**Given passage**
===============
Socialist Worker

Remarkable film 12 Years A Slave lays bare the savage hypocrisy of slavery

New film 12 Years A Slave, adapted from the memoirs of Solomon Northup, is a poignant and powerful tale of horrific oppression, writes Ken Olende

Issue No. 2385

Lupita Nyong’o, Michael Fassbender and Chiwetel Ejiofor as Patsey, Epps and Solomon

Lupita Nyong’o, Michael Fassbender and Chiwetel Ejiofor as Patsey, Epps and Solomon


Solomon Northup was a free black man in New York state in the 1840s. He was kidnapped and taken to Louisiana where he worked as a slave for 12 years. 

This remarkable new film is based on the memoir he wrote after gaining his freedom. It is directed by Steve McQueen, who made Hunger about Bobby Sands and the IRA hunger strikers.

It is resolutely not an adventure, showing the boredom and brutality of the slaves’ lives.

Yet for a film showing such horror, 12 Years a Slave is often surprisingly beautiful.

Solomon is played by Chiwetel Ejiofor. Much of the power of his performance comes from sharing his experience while he cannot react in any reasonable or emotional way.

“Are you an engineer or a nigger?” asks an overseer when Solomon makes a practical suggestion about how to better build a house. For much of his captivity he has to hide that he can read and write.

In one unsettling scene Solomon is almost lynched, but life goes on for the slaves. Children play in the sun and the slaves continue their everyday tasks, ignoring him as he dangles on tiptoe. 

This is a world where the only way to survive is not to notice the savagery. Any act of common humanity can lead to a whipping.

He is saved from lynching because it would destroy his value to his boss as property.
===============
**Material**
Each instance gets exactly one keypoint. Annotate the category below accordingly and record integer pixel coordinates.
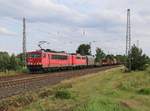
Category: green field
(111, 90)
===============
**Work required**
Please retype the review of 12 Years A Slave above in full, word for word.

**Output for this exercise**
Socialist Worker

Remarkable film 12 Years A Slave lays bare the savage hypocrisy of slavery

New film 12 Years A Slave, adapted from the memoirs of Solomon Northup, is a poignant and powerful tale of horrific oppression, writes Ken Olende

Issue No. 2385

Lupita Nyong’o, Michael Fassbender and Chiwetel Ejiofor as Patsey, Epps and Solomon

Lupita Nyong’o, Michael Fassbender and Chiwetel Ejiofor as Patsey, Epps and Solomon


Solomon Northup was a free black man in New York state in the 1840s. He was kidnapped and taken to Louisiana where he worked as a slave for 12 years. 

This remarkable new film is based on the memoir he wrote after gaining his freedom. It is directed by Steve McQueen, who made Hunger about Bobby Sands and the IRA hunger strikers.

It is resolutely not an adventure, showing the boredom and brutality of the slaves’ lives.

Yet for a film showing such horror, 12 Years a Slave is often surprisingly beautiful.

Solomon is played by Chiwetel Ejiofor. Much of the power of his performance comes from sharing his experience while he cannot react in any reasonable or emotional way.

“Are you an engineer or a nigger?” asks an overseer when Solomon makes a practical suggestion about how to better build a house. For much of his captivity he has to hide that he can read and write.

In one unsettling scene Solomon is almost lynched, but life goes on for the slaves. Children play in the sun and the slaves continue their everyday tasks, ignoring him as he dangles on tiptoe. 

This is a world where the only way to survive is not to notice the savagery. Any act of common humanity can lead to a whipping.

He is saved from lynching because it would destroy his value to his boss as property.